_Source text_
════
Octagon succumbs to financial pressures


The new Octagon: no date for reopening, and now redundancies.
The new Octagon: no date for reopening, and now redundancies.

Bolton Octagon has joined the list of theatres that have made full-time staff redundant despite receiving emergency funds from government and other sources.

It has been revealed that the theatre has made six people redundant and will not replace six others who have left following the application of formal redundancy notices in November.

The Octagon's early predictions of a £500,000 deficit for 2020 have proved wildly adrift; the theatre now says 2021/22 could see the theatre £2.6 million down on where it might have expected to be.

This is despite the favourite Bolton venue receiving over £620,000 from the Government’s Culture Recovery Fund and, this week, another £320,000 from a charitable foundation, not to mention public donations of tens of thousands more from an early-lockdown crowd-funding appeal.

The theatre says redundancies were a last resort to protect the future of a theatre that had been dark for many months prior to the pandemic while a costly rebuilding project was completed. The new theatre was expected to open last summer, but there is currently no schedule for that to happen.

The dire financial situation has led to the loss of three stage management team members and three others. Six more vacancies, caused by voluntary departures and jobs expected to be created by the theatre reopening, will remain unfilled.

The change is not temporary: management intends not to engage permanent stage management staff in future but will hire people production-by-production when operations resume.

The cuts have raised widespread union criticism. Equity has accepted temporary variations in employment agreements with theatres to reduce the impact of severe financial restrictions, but admits disappointment that Bolton and others have announced redundancies after coping for much of a year.

The theatre says it no longer had any choice but to review staff size, and that “painful decisions” had been needed to protect against the uncertainty of a reopening date.
════
_Data excerpts_
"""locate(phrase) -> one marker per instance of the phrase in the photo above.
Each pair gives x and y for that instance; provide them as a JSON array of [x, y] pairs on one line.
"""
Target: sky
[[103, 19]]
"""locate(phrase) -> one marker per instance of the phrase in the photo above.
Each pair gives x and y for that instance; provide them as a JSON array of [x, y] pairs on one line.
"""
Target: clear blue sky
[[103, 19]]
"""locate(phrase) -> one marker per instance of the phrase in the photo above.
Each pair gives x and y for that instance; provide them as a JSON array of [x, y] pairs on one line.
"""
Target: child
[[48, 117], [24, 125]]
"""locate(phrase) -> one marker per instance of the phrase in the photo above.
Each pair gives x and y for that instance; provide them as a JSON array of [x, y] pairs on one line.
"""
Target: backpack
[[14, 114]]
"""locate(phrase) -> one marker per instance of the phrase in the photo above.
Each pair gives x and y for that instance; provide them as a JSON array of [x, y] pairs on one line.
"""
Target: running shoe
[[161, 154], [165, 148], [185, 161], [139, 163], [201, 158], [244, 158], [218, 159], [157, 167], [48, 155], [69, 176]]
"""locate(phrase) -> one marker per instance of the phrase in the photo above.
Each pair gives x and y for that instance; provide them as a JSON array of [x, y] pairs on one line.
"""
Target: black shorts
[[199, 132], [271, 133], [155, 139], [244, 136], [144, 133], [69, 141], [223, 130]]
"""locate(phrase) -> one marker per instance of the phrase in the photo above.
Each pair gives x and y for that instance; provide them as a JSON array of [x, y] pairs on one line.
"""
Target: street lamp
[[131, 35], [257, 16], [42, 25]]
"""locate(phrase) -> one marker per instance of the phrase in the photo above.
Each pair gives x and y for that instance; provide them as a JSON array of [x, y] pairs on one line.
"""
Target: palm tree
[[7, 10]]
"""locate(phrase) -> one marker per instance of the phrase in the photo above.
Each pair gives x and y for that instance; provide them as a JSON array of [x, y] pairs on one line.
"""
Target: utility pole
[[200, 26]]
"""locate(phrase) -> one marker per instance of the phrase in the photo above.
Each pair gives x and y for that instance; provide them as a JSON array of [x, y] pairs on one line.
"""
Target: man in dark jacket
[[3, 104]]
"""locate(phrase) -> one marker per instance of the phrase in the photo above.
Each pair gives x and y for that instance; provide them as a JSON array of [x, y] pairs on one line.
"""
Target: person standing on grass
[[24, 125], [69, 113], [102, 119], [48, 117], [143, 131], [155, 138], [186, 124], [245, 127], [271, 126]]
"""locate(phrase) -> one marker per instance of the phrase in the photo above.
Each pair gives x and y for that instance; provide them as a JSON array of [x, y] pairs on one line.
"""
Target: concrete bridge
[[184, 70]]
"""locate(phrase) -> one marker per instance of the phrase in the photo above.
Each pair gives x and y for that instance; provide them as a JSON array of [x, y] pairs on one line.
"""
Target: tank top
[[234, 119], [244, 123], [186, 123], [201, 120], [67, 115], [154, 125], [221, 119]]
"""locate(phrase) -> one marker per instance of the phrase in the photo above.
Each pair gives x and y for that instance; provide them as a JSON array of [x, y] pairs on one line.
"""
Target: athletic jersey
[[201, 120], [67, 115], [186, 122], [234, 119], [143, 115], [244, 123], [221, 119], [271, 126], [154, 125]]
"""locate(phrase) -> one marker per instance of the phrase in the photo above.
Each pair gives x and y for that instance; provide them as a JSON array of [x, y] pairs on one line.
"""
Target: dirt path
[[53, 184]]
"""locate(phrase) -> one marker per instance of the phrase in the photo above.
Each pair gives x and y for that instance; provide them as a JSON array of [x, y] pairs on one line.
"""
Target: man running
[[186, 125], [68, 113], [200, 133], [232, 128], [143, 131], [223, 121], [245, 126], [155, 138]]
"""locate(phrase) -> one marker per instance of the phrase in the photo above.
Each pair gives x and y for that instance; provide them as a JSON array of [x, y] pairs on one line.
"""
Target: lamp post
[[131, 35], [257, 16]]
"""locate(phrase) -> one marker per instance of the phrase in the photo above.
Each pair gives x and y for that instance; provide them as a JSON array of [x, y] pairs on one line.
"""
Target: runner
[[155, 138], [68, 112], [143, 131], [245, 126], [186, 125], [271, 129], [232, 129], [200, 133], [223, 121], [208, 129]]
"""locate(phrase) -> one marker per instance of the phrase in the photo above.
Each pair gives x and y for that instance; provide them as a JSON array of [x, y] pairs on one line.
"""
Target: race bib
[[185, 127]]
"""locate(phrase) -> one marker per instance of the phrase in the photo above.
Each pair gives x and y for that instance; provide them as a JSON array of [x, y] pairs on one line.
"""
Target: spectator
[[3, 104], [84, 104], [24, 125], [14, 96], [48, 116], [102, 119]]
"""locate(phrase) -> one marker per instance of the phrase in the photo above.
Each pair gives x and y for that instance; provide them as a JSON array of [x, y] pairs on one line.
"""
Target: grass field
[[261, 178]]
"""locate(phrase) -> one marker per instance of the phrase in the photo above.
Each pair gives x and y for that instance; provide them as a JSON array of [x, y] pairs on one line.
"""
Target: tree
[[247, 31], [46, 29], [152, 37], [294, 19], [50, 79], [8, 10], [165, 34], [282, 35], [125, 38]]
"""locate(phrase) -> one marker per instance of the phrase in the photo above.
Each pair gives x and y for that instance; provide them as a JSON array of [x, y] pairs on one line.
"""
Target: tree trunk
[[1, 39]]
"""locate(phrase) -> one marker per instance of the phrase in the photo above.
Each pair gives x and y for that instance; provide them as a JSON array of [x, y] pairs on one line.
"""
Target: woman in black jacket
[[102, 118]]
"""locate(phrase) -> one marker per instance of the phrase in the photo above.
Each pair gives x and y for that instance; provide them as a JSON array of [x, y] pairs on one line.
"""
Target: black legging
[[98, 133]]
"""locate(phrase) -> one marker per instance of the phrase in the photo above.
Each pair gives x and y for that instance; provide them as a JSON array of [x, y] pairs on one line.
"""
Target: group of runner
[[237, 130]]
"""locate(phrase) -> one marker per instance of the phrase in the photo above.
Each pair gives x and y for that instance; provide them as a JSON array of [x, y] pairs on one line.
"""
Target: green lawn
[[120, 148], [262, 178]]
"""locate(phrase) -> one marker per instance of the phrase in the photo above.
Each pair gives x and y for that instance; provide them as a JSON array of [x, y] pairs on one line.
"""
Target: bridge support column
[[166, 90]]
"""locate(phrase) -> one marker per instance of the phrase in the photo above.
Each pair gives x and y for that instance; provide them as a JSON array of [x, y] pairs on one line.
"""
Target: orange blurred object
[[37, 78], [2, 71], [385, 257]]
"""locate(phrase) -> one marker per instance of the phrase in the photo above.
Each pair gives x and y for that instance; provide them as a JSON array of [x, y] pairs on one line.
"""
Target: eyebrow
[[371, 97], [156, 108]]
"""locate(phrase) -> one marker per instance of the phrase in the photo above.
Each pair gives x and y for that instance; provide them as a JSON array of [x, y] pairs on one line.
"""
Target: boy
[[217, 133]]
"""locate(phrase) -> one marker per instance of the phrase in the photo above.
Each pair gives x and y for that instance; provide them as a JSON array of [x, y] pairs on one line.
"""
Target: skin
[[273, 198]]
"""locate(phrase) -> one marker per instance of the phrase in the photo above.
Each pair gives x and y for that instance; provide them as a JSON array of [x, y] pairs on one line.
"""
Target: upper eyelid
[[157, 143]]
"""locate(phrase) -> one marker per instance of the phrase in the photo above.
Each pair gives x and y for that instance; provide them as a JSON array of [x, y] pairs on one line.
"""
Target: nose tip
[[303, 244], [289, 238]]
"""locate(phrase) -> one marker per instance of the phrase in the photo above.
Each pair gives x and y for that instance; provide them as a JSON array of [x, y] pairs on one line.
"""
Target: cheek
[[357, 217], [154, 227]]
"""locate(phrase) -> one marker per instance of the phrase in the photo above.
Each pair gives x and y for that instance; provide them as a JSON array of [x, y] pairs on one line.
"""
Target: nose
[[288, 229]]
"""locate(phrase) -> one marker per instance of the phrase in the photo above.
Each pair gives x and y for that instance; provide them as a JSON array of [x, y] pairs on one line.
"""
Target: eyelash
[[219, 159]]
════
_Activities_
1. According to the Bolton Octagon article, how much did the theatre receive from the Government's Culture Recovery Fund?
2. Transcribe the Bolton Octagon article word for word between "The change is" and "a reopening date.", inclusive.

_Answers_
1. Over £620,000.

2.
The change is not temporary: management intends not to engage permanent stage management staff in future but will hire people production-by-production when operations resume.

The cuts have raised widespread union criticism. Equity has accepted temporary variations in employment agreements with theatres to reduce the impact of severe financial restrictions, but admits disappointment that Bolton and others have announced redundancies after coping for much of a year.

The theatre says it no longer had any choice but to review staff size, and that “painful decisions” had been needed to protect against the uncertainty of a reopening date.